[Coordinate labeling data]

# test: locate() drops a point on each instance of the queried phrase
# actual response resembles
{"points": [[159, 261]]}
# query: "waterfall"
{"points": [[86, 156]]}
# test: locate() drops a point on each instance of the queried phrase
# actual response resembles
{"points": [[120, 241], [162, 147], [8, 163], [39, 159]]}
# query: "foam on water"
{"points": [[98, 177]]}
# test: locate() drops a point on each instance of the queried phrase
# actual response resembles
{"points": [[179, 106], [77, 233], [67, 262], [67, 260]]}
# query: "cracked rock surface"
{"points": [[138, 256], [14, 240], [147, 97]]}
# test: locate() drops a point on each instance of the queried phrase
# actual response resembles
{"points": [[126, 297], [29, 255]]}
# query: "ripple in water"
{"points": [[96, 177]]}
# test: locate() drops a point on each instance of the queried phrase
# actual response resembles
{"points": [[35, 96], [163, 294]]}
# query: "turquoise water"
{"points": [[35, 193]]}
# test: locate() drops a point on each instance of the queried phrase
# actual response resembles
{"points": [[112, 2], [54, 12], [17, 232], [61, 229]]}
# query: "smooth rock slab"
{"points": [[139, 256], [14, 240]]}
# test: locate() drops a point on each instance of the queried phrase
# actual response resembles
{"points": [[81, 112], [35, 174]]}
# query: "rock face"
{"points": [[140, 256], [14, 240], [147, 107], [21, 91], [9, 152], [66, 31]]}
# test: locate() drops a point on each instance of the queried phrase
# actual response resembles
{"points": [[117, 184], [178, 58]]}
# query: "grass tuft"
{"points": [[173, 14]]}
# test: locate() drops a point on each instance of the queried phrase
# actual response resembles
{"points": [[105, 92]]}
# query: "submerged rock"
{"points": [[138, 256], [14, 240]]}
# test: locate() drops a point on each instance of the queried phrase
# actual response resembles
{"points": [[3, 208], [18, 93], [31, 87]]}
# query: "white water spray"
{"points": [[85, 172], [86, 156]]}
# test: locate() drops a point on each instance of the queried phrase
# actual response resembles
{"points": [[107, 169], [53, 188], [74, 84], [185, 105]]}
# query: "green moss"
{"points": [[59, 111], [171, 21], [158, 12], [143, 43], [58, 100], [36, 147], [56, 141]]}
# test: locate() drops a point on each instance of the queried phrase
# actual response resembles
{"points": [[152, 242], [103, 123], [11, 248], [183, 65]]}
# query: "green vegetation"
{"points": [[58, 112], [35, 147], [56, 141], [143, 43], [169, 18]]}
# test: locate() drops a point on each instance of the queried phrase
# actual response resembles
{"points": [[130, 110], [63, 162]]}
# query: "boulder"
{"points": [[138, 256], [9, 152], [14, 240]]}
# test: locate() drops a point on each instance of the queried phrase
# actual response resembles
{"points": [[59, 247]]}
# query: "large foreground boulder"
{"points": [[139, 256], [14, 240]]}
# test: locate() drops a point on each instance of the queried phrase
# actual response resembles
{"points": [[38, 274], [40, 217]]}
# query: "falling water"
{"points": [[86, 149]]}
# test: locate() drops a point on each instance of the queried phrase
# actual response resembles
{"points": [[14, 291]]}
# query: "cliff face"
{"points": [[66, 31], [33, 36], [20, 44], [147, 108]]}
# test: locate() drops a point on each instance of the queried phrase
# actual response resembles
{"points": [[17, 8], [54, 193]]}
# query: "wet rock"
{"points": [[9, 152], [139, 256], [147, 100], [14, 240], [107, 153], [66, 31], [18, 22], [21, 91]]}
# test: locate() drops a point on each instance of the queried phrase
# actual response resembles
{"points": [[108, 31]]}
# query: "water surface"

**STATED GOAL:** Every record shown above should be written out again exactly.

**THE COMPLETED TASK:**
# test: locate() drops a point on each instance of the queried phrase
# actual response resembles
{"points": [[159, 261]]}
# query: "waterfall"
{"points": [[86, 156]]}
# test: locate() drops a point on each instance of the queried phrase
# actual response resembles
{"points": [[120, 241], [162, 147], [8, 163], [39, 159]]}
# query: "foam on water"
{"points": [[98, 177]]}
# test: locate() drops a point on each instance of the queried phrase
# actual response resembles
{"points": [[179, 106], [77, 233], [67, 262], [67, 260]]}
# query: "cracked rock surface"
{"points": [[138, 256], [14, 240], [147, 97]]}
# test: locate() drops a point on each instance of the queried phrase
# actual response resembles
{"points": [[126, 297], [29, 255]]}
# query: "ripple in water"
{"points": [[96, 177]]}
# test: locate() drops a point on each instance of the queried phrase
# actual response resembles
{"points": [[35, 96], [163, 294]]}
# query: "turquoise water"
{"points": [[35, 193]]}
# test: locate() drops a point on each instance of the queried phrase
# actual response resembles
{"points": [[112, 2], [54, 12], [17, 232], [61, 229]]}
# query: "smooth rock slab"
{"points": [[139, 256], [14, 240]]}
# test: locate() drops a point on each instance of the queried phrase
# actual response resembles
{"points": [[81, 112], [35, 174]]}
# query: "rock face"
{"points": [[140, 256], [14, 240], [147, 107], [21, 91], [9, 152], [66, 31]]}
# test: locate() drops a point on each instance of the queried phrase
# actual response resembles
{"points": [[117, 184], [178, 58]]}
# query: "grass tuft"
{"points": [[173, 14]]}
# test: locate() drops a point on each instance of the queried phrase
# actual response resembles
{"points": [[105, 92]]}
# query: "submerged rock"
{"points": [[138, 256], [14, 240]]}
# test: locate() drops a point on each instance of the queried phrase
# actual response resembles
{"points": [[3, 208], [18, 93], [31, 87]]}
# query: "white water spray"
{"points": [[85, 172], [86, 156]]}
# test: locate() drops a point on each instance of the queried phrase
# actual response resembles
{"points": [[107, 169], [53, 188], [74, 84], [185, 105]]}
# query: "green moss"
{"points": [[59, 111], [171, 21], [158, 12], [143, 43], [58, 100], [36, 147], [56, 141]]}
# test: locate() drops a point on each instance of the queried phrase
# actual response resembles
{"points": [[152, 242], [103, 123], [11, 248], [183, 65]]}
# query: "green vegetation"
{"points": [[58, 112], [35, 147], [56, 141], [143, 43], [169, 18]]}
# test: locate() drops a point on each instance of the queried phrase
# actual response resembles
{"points": [[130, 110], [63, 162]]}
# query: "boulder"
{"points": [[138, 256], [9, 152], [14, 240]]}
# test: locate() drops a point on each instance of the queried phrase
# actual response resembles
{"points": [[59, 247]]}
# query: "large foreground boulder"
{"points": [[139, 256], [14, 240]]}
# test: locate() drops a point on each instance of the queried phrase
# actual response resembles
{"points": [[38, 274], [40, 217]]}
# query: "falling water"
{"points": [[86, 149]]}
# test: locate() drops a point on each instance of the queried phrase
# actual response resembles
{"points": [[14, 291]]}
# query: "cliff face"
{"points": [[66, 31], [33, 36], [20, 44], [147, 108]]}
# test: locate() drops a point on each instance of the queried phrase
# actual response resembles
{"points": [[17, 8], [54, 193]]}
# query: "wet rock"
{"points": [[9, 152], [139, 256], [147, 100], [14, 240], [107, 153], [66, 31], [18, 22], [21, 91]]}
# test: locate() drops a point on each instance of the queried phrase
# actual response resembles
{"points": [[108, 31]]}
# query: "water surface"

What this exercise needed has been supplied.